Rewrite the passage on Truth's life, starting with "After the Civil" and going on through "into American society.", with "refuge" replaced by "shelter".

• **Passage to read**
**********

Truth's involvement in the struggle for female equity earned her an invitation to speak at the first annual Woman's Rights Convention in Worcester, Massachusetts, on October 23, 1851. As a result, she later became cohorts with notable women's rights luminaries such as Elizabeth Cady Stanton and Susan B. Anthony.

In 1856, Truth travelled to Battle Creek, Michigan, where she addressed the Friends of Human Progress, a radical Quaker group. A year later, she purchased a home in nearby Harmonia, a small Spiritualist community, and relocated to Michigan. Residing in Harmonia for the next decade, Truth supported herself with stipends from her speaking engagements, and proceeds from the sales of her memoirs.

During the Civil War, Truth scoured Michigan recruiting black soldiers for the Union and collecting food and clothing to sustain them after they marched off to battle. In 1864, she journeyed to Washington, D.C., where she visited President Abraham Lincoln in the White House on October 29. Afterwards, she stayed in the area and obtained employment at the Freedman's Hospital. On December 1, 1864, she received an appointment as counselor with the National Freedman's Relief Association.

After the Civil War, Truth lived at Freedman's Village from January to June 1865. Established by the army in 1863 on the grounds of Arlington, Robert E. Lee's former estate, Freedman's Village was originally a temporary refuge for freed slaves. During her stay, Truth counseled residents on how to assimilate into American society.

**********

Items listed in a dataset
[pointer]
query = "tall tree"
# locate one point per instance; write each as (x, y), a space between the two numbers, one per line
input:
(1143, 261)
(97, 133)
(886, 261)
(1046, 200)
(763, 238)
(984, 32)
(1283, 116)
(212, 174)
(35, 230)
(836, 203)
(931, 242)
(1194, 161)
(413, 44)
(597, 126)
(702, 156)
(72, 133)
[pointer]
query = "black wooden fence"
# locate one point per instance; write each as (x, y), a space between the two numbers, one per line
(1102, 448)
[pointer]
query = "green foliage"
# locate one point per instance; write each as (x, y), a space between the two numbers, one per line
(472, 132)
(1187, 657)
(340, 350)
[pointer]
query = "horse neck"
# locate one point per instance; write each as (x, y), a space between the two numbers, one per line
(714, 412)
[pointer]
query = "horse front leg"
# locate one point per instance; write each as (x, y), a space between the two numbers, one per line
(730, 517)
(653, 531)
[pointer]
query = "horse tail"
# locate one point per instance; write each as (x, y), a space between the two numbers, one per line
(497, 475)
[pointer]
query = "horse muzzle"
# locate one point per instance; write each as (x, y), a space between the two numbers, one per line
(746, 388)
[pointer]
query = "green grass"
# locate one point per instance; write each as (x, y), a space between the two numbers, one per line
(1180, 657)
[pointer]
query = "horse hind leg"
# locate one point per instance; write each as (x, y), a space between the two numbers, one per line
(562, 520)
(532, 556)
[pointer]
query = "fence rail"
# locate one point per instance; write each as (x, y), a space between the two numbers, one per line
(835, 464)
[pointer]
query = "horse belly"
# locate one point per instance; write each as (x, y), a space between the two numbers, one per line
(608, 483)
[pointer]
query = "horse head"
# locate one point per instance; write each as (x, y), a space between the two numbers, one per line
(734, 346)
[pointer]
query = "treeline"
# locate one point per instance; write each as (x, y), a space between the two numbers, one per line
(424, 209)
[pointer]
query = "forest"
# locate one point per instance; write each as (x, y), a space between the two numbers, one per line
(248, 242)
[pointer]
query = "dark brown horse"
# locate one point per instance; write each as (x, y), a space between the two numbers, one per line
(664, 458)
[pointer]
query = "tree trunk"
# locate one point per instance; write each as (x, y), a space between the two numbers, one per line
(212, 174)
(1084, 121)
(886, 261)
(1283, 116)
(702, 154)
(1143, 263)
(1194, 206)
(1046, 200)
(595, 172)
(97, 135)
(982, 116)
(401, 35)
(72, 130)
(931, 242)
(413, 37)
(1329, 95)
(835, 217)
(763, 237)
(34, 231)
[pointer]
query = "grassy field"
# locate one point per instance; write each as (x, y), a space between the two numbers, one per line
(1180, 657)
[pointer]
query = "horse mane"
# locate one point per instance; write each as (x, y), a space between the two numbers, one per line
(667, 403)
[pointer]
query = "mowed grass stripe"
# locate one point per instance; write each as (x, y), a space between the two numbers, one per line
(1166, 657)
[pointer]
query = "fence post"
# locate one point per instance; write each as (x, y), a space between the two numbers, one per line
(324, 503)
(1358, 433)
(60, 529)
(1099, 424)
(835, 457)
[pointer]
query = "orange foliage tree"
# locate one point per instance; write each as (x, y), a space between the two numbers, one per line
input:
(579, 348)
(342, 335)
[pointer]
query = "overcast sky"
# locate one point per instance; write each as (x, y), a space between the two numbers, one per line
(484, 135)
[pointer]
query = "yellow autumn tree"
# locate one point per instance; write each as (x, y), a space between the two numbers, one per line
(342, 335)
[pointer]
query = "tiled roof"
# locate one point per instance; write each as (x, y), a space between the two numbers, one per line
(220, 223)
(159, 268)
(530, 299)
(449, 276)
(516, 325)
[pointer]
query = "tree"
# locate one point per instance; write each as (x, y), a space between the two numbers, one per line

**********

• **Solution**
After the Civil War, Truth lived at Freedman's Village from January to June 1865. Established by the army in 1863 on the grounds of Arlington, Robert E. Lee's former estate, Freedman's Village was originally a temporary shelter for freed slaves. During her stay, Truth counseled residents on how to assimilate into American society.